■ EXERCISE TASKS ■
a) Transcribe the passage on control-flow graph recovery word for word, starting at the words "A basic analysis" and stopping after "features, and so on)".
b) Continue the passage on control-flow graph recovery from the point where it stops.

■ SOURCE EXCERPT ■
--------------------------------------------------

Control-flow Graph Recovery (CFG)

angr includes analyses to recover the control-flow graph of a binary program. This also includes recovery of function boundaries, as well as reasoning about indirect jumps and other useful metadata.

General ideas

A basic analysis that one might carry out on a binary is a Control Flow Graph. A CFG is a graph with (conceptually) basic blocks as nodes and jumps/calls/rets/etc as edges.

In angr, there are two types of CFG that can be generated: a static CFG (CFGFast) and a dynamic CFG (CFGEmulated).

CFGFast uses static analysis to generate a CFG. It is significantly faster, but is theoretically bounded by the fact that some control-flow transitions can only be resolved at execution-time. This is the same sort of CFG analysis performed by other popular reverse-engineering tools, and its results are comparable with their output.

CFGEmulated uses symbolic execution to capture the CFG. While it is theoretically more accurate, it is dramatically slower. It is also typically less complete, due to issues with the accuracy of emulation (system calls, missing hardware features, and so on)

If you are unsure which CFG to use, or are having problems with CFGEmulated, try CFGFast first.

--------------------------------------------------

■ RECORDS ■

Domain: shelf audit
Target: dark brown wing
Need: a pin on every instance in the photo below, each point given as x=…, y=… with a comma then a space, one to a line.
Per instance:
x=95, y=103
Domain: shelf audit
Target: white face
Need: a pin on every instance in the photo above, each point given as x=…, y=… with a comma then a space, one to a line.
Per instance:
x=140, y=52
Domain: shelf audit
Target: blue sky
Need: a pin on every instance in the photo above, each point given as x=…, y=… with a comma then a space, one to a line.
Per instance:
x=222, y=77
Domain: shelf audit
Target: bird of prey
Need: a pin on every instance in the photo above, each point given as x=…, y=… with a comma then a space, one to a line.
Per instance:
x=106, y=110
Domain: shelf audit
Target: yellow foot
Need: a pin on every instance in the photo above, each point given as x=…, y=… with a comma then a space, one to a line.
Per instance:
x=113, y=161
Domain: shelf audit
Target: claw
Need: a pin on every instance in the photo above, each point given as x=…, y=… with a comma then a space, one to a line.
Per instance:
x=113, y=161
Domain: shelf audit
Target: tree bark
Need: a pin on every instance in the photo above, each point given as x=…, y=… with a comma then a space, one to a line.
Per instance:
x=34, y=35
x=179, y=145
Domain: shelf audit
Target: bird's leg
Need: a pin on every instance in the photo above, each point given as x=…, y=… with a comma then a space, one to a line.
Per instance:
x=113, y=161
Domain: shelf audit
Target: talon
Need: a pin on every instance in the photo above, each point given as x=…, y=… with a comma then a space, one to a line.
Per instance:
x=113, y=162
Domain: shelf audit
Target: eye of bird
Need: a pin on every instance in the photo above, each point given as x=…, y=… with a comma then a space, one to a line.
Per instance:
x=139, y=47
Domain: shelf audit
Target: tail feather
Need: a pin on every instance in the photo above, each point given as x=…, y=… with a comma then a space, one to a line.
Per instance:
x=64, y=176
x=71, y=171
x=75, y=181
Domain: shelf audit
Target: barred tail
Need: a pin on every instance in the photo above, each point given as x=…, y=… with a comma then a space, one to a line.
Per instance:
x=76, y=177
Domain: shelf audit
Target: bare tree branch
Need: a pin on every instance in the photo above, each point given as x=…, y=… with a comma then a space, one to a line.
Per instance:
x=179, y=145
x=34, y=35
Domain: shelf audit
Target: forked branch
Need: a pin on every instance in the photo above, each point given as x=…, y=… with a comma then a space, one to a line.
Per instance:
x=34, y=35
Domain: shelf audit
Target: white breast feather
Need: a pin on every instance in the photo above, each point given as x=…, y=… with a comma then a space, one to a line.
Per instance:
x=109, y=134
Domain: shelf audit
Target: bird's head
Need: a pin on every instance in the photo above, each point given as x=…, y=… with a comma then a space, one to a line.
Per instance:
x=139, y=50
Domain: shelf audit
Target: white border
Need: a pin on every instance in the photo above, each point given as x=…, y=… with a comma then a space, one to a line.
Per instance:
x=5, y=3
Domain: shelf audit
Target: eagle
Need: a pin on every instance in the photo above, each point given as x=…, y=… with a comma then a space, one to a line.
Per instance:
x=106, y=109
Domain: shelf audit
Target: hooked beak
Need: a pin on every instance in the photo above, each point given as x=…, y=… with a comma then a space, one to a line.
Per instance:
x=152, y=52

--------------------------------------------------

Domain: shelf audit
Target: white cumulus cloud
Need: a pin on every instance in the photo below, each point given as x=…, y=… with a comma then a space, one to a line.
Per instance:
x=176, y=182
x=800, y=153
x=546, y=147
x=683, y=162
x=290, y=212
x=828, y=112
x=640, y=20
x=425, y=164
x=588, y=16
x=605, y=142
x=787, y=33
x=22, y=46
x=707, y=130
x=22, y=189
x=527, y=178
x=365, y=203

--------------------------------------------------

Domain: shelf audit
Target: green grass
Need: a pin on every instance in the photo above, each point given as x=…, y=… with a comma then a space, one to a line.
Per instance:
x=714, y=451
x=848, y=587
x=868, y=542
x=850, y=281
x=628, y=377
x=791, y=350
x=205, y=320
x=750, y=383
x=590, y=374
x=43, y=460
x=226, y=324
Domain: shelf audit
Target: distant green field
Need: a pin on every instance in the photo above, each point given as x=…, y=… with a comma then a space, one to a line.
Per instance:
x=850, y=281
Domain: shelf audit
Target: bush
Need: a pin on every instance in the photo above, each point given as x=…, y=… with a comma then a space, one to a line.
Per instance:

--------------------------------------------------

■ WRITTEN RESPONSES ■
a)
A basic analysis that one might carry out on a binary is a Control Flow Graph. A CFG is a graph with (conceptually) basic blocks as nodes and jumps/calls/rets/etc as edges.

In angr, there are two types of CFG that can be generated: a static CFG (CFGFast) and a dynamic CFG (CFGEmulated).

CFGFast uses static analysis to generate a CFG. It is significantly faster, but is theoretically bounded by the fact that some control-flow transitions can only be resolved at execution-time. This is the same sort of CFG analysis performed by other popular reverse-engineering tools, and its results are comparable with their output.

CFGEmulated uses symbolic execution to capture the CFG. While it is theoretically more accurate, it is dramatically slower. It is also typically less complete, due to issues with the accuracy of emulation (system calls, missing hardware features, and so on)

b)
A CFG can be constructed by doing:

>>> import angr
# load your project
>>> p = angr.Project('/bin/true', load_options={'auto_load_libs': False})

# Generate a static CFG
>>> cfg = p.analyses.CFGFast()

# generate a dynamic CFG
>>> cfg = p.analyses.CFGEmulated(keep_state=True)

Using the CFG

The CFG, at its core, is a NetworkX di-graph. This means that all of the normal NetworkX APIs are available:

>>> print("This is the graph:", cfg.graph)
>>> print("It has %d nodes and %d edges" % (len(cfg.graph.nodes()), len(cfg.graph.edges())))

The nodes of the CFG graph are instances of class CFGNode. Due to context sensitivity, a given basic block can have multiple nodes in the graph (for multiple contexts).

# this grabs *any* node at a given location:
>>> entry_node = cfg.get_any_node(p.entry)

# on the other hand, this grabs all of the nodes
>>> print("There were %d contexts for the entry block" % len(cfg.get_all_nodes(p.entry)))

# we can also look up predecessors and successors
>>> print("Predecessors of the entry point:", entry_node.predecessors)
>>> print("Successors of the entry point:", entry_node.successors)
>>> print("Successors (and type of jump) of the entry point:", [ jumpkind + " to " + str(node.addr) for node,jumpkind in cfg.get_successors_and_jumpkind(entry_node) ])

Viewing the CFG

Control-flow graph rendering is a hard problem. angr does not provide any built-in mechanism for rendering the output of a CFG analysis, and attempting to use a traditional graph rendering library, like matplotlib, will result in an unusable image.

One solution for viewing angr CFGs is found in axt’s angr-utils repository.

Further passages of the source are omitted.